┌─ PROVIDED RECORDS
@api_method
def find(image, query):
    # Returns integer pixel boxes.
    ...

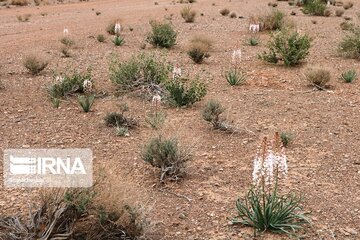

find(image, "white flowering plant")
[232,133,310,236]
[225,49,246,86]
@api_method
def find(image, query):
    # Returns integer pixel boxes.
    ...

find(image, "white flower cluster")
[252,138,288,186]
[249,24,260,33]
[63,27,69,37]
[55,76,65,84]
[83,79,93,92]
[114,22,121,35]
[173,65,181,80]
[151,94,161,105]
[232,49,241,64]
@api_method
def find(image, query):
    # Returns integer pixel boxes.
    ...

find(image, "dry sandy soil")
[0,0,360,239]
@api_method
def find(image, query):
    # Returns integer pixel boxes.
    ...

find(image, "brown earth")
[0,0,360,239]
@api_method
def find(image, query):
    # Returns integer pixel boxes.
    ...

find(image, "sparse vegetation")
[341,70,357,83]
[280,132,294,147]
[10,0,29,6]
[232,133,310,237]
[146,21,177,48]
[303,0,326,16]
[260,9,288,31]
[259,30,312,66]
[180,6,196,23]
[60,37,75,47]
[96,34,106,42]
[187,36,212,64]
[305,67,331,90]
[78,95,95,113]
[24,54,48,75]
[338,27,360,59]
[48,69,92,99]
[165,79,207,107]
[335,9,344,17]
[220,8,230,16]
[343,2,354,10]
[110,54,170,91]
[141,136,191,181]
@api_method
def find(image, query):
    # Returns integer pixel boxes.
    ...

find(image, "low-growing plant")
[280,132,294,147]
[248,37,259,46]
[335,9,344,17]
[78,95,95,113]
[112,36,125,47]
[48,69,92,98]
[220,8,230,16]
[60,46,71,58]
[303,0,326,16]
[110,54,170,91]
[60,37,75,47]
[229,12,237,18]
[180,6,196,23]
[305,67,331,90]
[10,0,29,6]
[258,30,312,66]
[187,36,212,64]
[259,9,289,31]
[146,21,177,48]
[104,111,137,129]
[141,136,191,181]
[343,2,354,10]
[341,70,357,83]
[96,34,106,42]
[16,14,31,22]
[165,79,207,107]
[225,49,246,86]
[24,54,48,75]
[338,27,360,59]
[232,133,310,237]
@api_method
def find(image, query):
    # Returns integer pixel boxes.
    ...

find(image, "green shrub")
[145,111,166,130]
[60,37,75,47]
[259,30,312,66]
[112,35,125,47]
[303,0,326,16]
[24,54,48,75]
[48,69,92,98]
[141,136,191,181]
[96,34,106,42]
[180,6,196,23]
[165,79,206,107]
[260,9,287,31]
[187,36,212,64]
[338,27,360,60]
[232,133,310,238]
[220,8,230,16]
[110,54,170,90]
[248,37,259,46]
[233,188,310,236]
[225,69,246,86]
[146,21,177,48]
[341,70,357,83]
[202,100,225,123]
[280,132,293,147]
[305,67,331,90]
[104,111,137,129]
[78,95,95,112]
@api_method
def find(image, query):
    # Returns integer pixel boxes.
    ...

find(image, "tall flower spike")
[151,94,161,105]
[114,22,121,35]
[173,64,181,80]
[232,49,241,64]
[83,79,93,92]
[63,27,69,37]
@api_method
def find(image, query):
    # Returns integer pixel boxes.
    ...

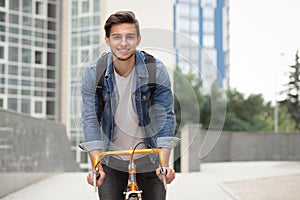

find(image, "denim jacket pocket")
[140,87,151,126]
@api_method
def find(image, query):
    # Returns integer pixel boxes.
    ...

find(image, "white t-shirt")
[110,69,146,159]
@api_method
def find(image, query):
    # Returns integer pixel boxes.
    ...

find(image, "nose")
[121,36,127,45]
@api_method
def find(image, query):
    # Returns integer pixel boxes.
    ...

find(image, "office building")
[0,0,61,121]
[174,0,229,88]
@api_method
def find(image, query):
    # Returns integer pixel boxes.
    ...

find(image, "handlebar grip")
[160,167,168,190]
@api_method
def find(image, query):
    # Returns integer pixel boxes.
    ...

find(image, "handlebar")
[92,148,167,191]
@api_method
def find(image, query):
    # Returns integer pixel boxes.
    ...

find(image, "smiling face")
[105,23,141,61]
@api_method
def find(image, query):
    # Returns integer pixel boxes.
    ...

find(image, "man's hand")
[86,170,105,187]
[156,167,175,184]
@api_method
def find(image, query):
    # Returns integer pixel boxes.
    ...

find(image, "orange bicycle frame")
[92,148,166,200]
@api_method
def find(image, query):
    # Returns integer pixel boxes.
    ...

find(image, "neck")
[113,55,135,77]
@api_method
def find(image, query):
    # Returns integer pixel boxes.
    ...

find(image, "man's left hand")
[156,167,175,184]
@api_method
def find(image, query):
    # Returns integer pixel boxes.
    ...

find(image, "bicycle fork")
[123,162,143,200]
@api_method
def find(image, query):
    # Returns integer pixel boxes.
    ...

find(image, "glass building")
[67,0,102,168]
[0,0,60,121]
[174,0,229,88]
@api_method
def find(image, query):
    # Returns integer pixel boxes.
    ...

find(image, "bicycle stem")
[93,148,167,192]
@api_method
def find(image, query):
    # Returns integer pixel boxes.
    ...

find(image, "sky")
[229,0,300,102]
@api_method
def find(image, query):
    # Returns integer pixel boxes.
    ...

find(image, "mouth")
[118,49,131,55]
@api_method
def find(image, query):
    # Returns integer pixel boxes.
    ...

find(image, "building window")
[22,67,31,76]
[35,1,44,15]
[203,35,215,48]
[7,98,18,110]
[46,101,55,115]
[34,101,43,114]
[8,47,18,62]
[0,64,5,74]
[21,99,30,114]
[35,19,44,29]
[9,14,19,24]
[22,0,32,13]
[47,52,55,66]
[35,51,43,64]
[47,70,55,79]
[8,65,18,75]
[22,49,31,63]
[0,46,4,59]
[9,0,20,11]
[0,12,5,22]
[48,4,56,18]
[82,1,90,13]
[48,22,55,31]
[0,0,5,7]
[34,68,44,78]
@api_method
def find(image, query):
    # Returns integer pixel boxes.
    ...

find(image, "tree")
[279,51,300,130]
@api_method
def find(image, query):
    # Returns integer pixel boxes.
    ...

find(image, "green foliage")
[280,51,300,130]
[174,68,297,132]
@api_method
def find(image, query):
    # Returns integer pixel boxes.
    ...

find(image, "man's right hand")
[86,170,105,187]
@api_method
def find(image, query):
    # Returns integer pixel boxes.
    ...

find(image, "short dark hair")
[104,11,140,37]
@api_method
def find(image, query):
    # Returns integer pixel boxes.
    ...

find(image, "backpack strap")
[142,51,156,105]
[96,53,108,122]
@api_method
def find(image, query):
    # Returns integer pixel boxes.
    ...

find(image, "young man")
[82,11,179,200]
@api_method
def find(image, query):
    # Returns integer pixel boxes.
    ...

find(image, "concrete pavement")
[2,161,300,200]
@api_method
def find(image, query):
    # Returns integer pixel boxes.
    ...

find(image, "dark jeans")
[98,156,166,200]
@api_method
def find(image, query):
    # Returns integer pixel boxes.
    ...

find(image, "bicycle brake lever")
[160,167,167,190]
[93,168,100,192]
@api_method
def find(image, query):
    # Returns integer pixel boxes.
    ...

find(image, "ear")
[105,36,110,47]
[136,36,142,46]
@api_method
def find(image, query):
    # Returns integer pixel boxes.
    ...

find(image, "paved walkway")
[2,162,300,200]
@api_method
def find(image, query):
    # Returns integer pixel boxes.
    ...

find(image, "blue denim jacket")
[81,51,179,151]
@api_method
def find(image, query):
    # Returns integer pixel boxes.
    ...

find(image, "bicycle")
[93,145,167,200]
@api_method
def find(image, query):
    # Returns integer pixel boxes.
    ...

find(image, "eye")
[126,35,135,40]
[112,35,121,40]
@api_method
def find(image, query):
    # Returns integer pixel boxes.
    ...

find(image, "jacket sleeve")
[154,60,180,148]
[80,61,103,151]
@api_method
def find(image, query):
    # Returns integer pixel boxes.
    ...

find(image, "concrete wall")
[181,125,300,172]
[0,109,78,198]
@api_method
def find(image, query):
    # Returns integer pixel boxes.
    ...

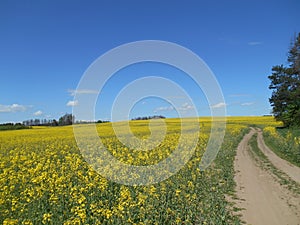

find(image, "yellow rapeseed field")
[0,117,278,224]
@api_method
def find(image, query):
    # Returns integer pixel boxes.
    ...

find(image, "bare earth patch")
[234,129,300,225]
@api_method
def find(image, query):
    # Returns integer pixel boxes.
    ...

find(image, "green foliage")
[263,128,300,166]
[58,113,75,126]
[268,33,300,127]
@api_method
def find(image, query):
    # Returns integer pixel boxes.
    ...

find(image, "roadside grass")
[263,127,300,167]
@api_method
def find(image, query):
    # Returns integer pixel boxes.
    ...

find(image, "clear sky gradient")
[0,0,300,123]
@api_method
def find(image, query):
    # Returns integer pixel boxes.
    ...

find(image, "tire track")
[234,128,300,225]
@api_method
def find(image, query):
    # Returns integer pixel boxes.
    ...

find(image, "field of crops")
[0,117,278,224]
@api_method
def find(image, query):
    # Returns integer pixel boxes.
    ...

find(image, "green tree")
[268,33,300,126]
[58,113,75,126]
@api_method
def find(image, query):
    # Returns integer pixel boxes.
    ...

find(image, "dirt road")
[234,129,300,225]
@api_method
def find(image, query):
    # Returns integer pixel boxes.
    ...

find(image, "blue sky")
[0,0,300,123]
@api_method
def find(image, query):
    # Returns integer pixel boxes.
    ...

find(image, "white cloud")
[241,102,254,106]
[211,102,226,109]
[154,106,174,113]
[33,110,43,116]
[228,94,250,98]
[179,102,194,111]
[0,104,27,113]
[68,89,99,96]
[248,41,263,46]
[67,100,78,106]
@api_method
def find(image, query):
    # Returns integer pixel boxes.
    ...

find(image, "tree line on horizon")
[268,33,300,127]
[131,115,166,120]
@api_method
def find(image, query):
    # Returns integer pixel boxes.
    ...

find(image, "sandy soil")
[257,129,300,183]
[234,129,300,225]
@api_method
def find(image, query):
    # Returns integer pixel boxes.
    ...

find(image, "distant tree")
[131,115,166,120]
[268,33,300,127]
[58,113,75,126]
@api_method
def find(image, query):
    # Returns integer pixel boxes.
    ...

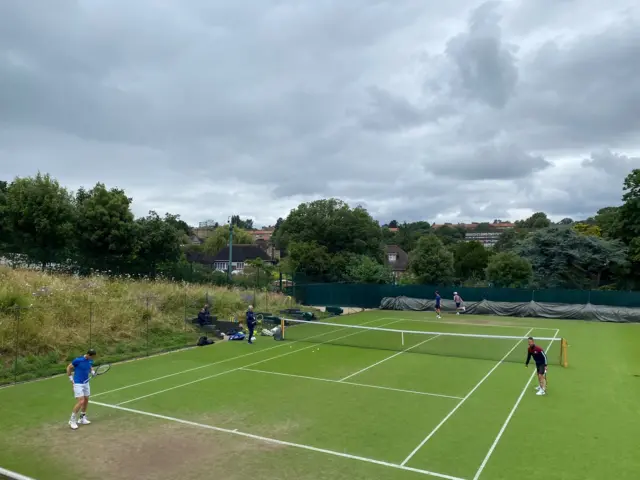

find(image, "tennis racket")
[87,363,111,382]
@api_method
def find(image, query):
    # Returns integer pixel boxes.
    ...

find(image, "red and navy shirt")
[527,345,547,366]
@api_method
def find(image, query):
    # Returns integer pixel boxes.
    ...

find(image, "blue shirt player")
[67,348,96,430]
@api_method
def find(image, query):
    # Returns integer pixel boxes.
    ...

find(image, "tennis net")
[281,319,567,367]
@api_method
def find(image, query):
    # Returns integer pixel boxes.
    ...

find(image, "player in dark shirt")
[527,337,547,395]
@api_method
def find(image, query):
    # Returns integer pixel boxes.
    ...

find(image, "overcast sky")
[0,0,640,226]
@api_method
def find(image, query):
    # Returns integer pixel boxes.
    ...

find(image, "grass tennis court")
[0,311,640,480]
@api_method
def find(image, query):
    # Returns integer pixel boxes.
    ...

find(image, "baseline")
[242,368,462,400]
[92,402,464,480]
[473,330,560,480]
[91,318,381,398]
[0,467,35,480]
[117,319,400,406]
[400,328,533,466]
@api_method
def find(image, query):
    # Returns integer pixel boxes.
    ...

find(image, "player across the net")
[278,319,567,366]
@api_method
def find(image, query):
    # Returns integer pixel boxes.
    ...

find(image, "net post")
[560,338,569,368]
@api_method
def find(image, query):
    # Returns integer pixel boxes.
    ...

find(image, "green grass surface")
[0,311,640,480]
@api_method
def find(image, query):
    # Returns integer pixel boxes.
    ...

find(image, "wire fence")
[0,291,287,385]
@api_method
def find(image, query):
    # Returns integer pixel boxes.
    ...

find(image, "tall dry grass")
[0,267,296,384]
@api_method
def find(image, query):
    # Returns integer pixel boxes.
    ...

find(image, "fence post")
[89,301,93,348]
[145,297,151,357]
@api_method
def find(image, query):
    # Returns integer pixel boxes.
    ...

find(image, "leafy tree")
[409,235,454,285]
[396,222,432,252]
[287,242,331,278]
[3,173,75,269]
[435,225,467,245]
[515,227,627,288]
[202,225,253,255]
[75,183,136,271]
[572,223,602,237]
[346,255,392,283]
[473,222,493,233]
[493,229,527,252]
[516,212,551,230]
[618,168,640,245]
[596,207,620,238]
[231,215,253,230]
[135,211,184,276]
[453,242,490,281]
[277,198,382,260]
[0,181,11,252]
[486,252,533,288]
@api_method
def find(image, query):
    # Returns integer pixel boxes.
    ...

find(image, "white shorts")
[73,382,91,398]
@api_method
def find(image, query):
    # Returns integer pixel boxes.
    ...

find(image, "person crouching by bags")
[247,305,258,344]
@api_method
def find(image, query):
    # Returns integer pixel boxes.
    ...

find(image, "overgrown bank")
[0,267,294,384]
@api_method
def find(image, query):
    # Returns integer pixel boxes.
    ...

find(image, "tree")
[75,183,137,271]
[516,212,551,230]
[617,168,640,245]
[493,229,527,252]
[486,252,533,288]
[231,215,253,230]
[277,198,382,260]
[346,255,392,283]
[3,173,75,269]
[473,222,493,233]
[596,207,620,238]
[202,225,253,255]
[396,222,432,252]
[514,227,627,288]
[409,235,454,285]
[287,242,331,279]
[571,223,602,237]
[135,211,184,277]
[453,242,489,281]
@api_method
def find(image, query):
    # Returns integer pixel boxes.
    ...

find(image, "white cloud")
[0,0,640,225]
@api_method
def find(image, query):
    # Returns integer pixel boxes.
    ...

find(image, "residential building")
[384,245,409,278]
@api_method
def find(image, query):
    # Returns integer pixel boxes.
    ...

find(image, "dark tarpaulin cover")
[380,297,640,323]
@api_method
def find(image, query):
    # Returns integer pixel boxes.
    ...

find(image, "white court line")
[117,320,399,405]
[0,467,35,480]
[380,317,557,330]
[473,330,560,480]
[400,329,533,466]
[91,318,382,398]
[92,402,464,480]
[242,368,462,400]
[340,335,440,382]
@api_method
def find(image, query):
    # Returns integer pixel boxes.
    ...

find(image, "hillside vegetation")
[0,267,294,384]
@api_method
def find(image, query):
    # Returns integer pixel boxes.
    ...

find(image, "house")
[384,245,409,278]
[211,244,274,273]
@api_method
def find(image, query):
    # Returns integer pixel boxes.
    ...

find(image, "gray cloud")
[0,0,640,224]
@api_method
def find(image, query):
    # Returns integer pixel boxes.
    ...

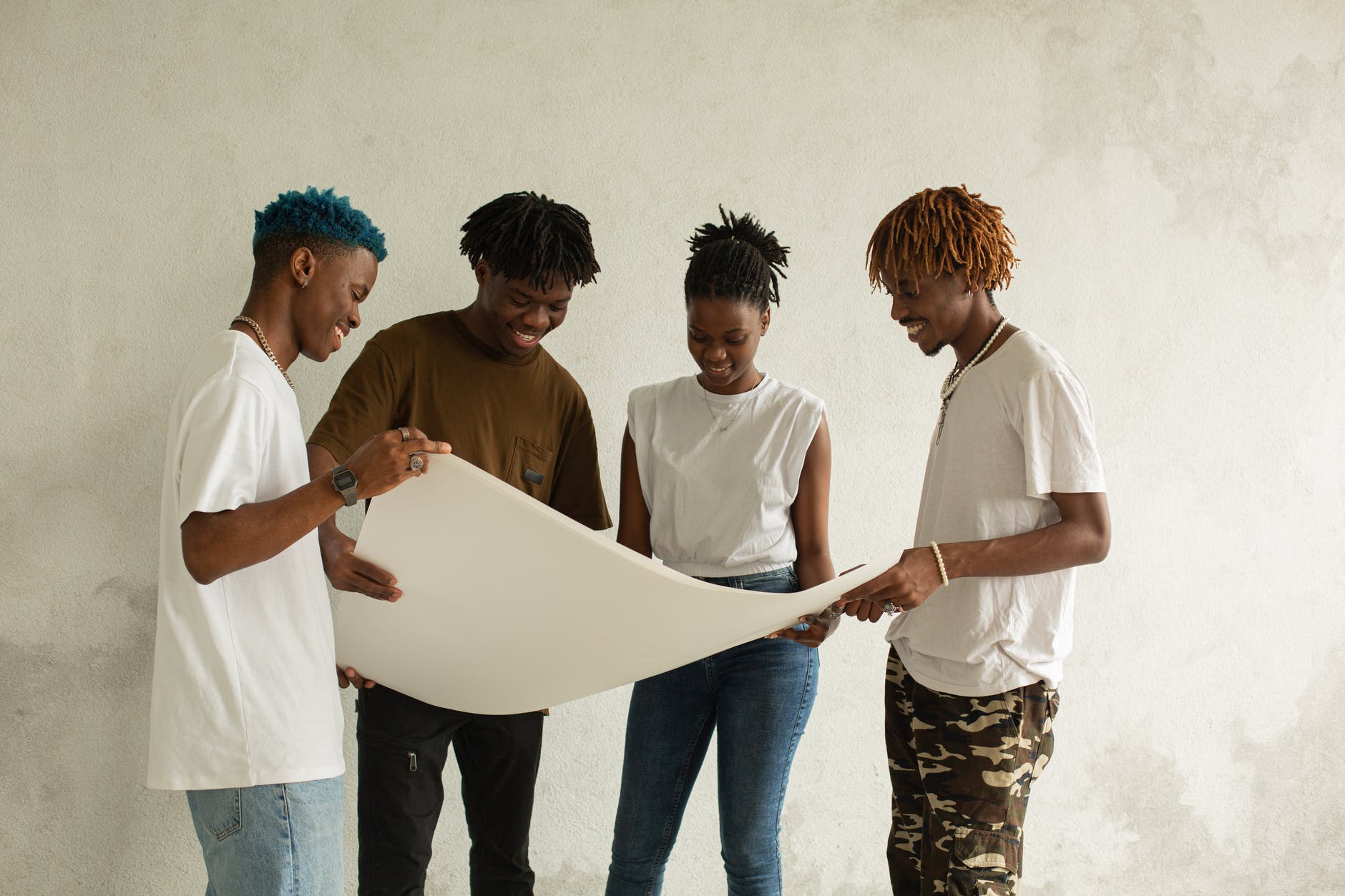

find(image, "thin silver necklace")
[700,373,766,432]
[934,316,1009,445]
[229,315,295,390]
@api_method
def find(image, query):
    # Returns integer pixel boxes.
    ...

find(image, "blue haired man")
[147,187,448,896]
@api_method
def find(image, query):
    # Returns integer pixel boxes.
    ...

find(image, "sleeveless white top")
[627,377,824,576]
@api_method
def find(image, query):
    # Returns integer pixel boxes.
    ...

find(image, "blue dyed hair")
[253,187,387,267]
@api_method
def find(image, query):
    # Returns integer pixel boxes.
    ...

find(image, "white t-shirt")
[147,331,346,789]
[627,377,823,576]
[888,330,1105,697]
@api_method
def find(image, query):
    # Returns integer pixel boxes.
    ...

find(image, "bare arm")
[772,414,839,647]
[182,430,448,585]
[182,478,343,585]
[841,491,1111,621]
[308,444,402,601]
[616,428,654,557]
[790,414,836,589]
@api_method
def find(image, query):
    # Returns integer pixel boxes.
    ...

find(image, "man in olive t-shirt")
[308,192,612,896]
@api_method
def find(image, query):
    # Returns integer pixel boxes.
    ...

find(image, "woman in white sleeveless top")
[607,207,835,896]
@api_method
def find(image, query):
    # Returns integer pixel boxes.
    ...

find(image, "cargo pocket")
[948,826,1022,896]
[504,436,555,505]
[187,787,243,841]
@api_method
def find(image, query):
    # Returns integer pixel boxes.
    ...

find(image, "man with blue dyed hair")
[148,187,448,896]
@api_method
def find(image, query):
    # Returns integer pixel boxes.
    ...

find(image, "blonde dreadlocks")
[866,184,1018,290]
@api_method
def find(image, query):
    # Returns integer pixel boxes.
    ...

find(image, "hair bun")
[689,206,790,266]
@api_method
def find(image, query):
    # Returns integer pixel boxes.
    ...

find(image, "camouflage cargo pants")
[885,651,1060,896]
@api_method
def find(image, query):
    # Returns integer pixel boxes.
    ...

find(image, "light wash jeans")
[607,568,818,896]
[187,775,346,896]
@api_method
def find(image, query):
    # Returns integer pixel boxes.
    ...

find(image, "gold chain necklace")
[934,316,1009,445]
[700,374,766,432]
[229,315,295,389]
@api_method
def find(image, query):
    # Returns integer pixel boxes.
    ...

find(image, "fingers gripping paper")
[336,456,896,714]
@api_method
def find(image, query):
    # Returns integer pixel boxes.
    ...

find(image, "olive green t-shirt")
[308,311,612,528]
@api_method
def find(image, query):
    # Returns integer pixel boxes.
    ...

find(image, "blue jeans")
[607,566,818,896]
[187,775,346,896]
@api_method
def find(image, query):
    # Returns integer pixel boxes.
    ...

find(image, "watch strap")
[332,464,359,507]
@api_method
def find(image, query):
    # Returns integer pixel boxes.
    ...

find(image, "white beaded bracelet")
[929,541,948,585]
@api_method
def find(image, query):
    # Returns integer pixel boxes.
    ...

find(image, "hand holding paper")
[336,456,896,714]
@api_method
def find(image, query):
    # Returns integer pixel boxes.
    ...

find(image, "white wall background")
[0,0,1345,896]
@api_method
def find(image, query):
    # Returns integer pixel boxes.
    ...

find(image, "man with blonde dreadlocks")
[842,186,1111,896]
[308,192,612,896]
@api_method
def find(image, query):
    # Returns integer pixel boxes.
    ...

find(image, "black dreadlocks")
[686,206,790,312]
[461,191,600,290]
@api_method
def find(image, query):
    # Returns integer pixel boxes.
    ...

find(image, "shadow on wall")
[0,576,167,893]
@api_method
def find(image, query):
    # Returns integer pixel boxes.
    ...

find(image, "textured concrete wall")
[0,0,1345,896]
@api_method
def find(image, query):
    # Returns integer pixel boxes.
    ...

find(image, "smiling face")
[464,261,574,358]
[686,299,771,395]
[293,247,378,362]
[879,270,975,358]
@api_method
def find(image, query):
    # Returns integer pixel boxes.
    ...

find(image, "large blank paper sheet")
[336,456,897,714]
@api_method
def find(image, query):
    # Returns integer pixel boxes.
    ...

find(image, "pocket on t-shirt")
[504,436,555,505]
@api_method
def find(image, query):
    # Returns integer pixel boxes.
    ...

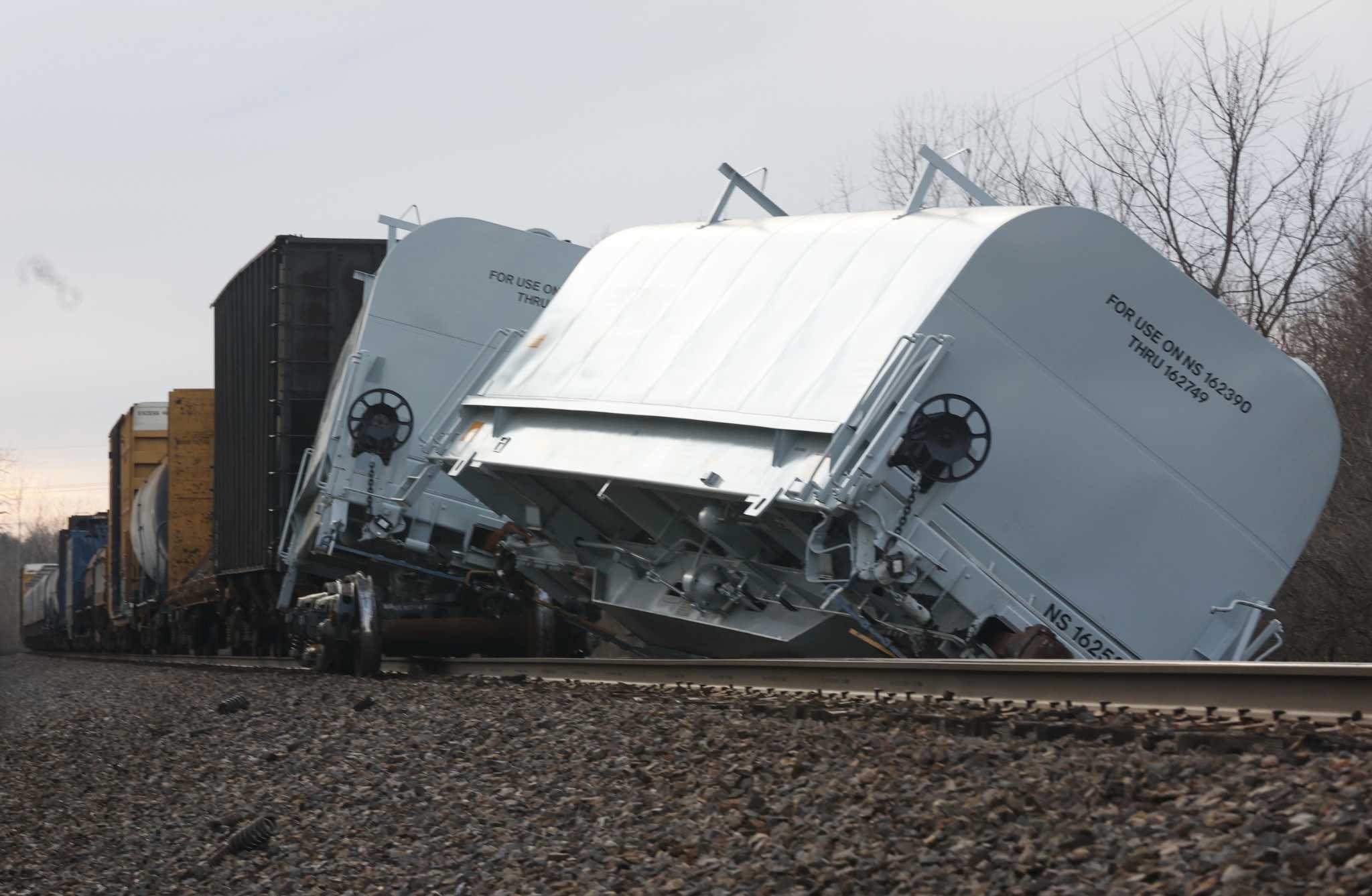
└─
WHAT THE EXERCISE ASKS: State how many of the lines above contain the word "sleeveless", and give only the number.

THE OUTPUT: 2